### Instructions for the task:
Exactly the line with "jeans in the picture above?" and the lines that follow it, through the closing line of the entries, should be restated, with nothing left out or added.

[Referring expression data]
*** Begin section ***

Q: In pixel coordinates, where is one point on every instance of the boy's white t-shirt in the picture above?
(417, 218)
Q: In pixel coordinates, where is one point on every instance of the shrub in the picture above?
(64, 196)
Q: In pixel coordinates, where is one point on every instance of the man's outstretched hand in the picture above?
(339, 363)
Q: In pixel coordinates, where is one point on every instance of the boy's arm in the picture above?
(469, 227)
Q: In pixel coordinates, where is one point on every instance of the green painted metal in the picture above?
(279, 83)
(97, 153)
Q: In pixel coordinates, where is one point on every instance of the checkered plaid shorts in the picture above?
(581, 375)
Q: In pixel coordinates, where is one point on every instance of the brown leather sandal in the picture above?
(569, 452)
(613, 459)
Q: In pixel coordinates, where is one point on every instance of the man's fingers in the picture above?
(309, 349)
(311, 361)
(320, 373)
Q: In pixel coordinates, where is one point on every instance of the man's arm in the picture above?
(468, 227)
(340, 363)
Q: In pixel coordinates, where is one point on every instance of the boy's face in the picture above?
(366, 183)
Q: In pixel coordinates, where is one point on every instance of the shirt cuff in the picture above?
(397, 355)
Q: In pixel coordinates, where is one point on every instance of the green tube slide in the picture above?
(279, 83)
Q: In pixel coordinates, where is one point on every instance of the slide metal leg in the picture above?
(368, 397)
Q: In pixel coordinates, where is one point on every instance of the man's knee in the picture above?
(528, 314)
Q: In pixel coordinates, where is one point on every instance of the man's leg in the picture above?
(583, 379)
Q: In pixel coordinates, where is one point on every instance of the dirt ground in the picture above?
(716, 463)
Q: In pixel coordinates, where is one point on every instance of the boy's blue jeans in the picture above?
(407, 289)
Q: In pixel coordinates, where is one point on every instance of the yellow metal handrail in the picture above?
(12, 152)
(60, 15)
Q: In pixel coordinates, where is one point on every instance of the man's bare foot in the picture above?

*** End section ***

### Response box:
Q: In pixel coordinates, where is one point on every instance of the boy's blue jeans in the picture above?
(407, 289)
Q: In pixel coordinates, where is one point on every instance of the yellow metal handrail in the picture above?
(12, 152)
(60, 15)
Q: In pixel coordinates, where is one point on every instance of the man's bare foot in the picture above?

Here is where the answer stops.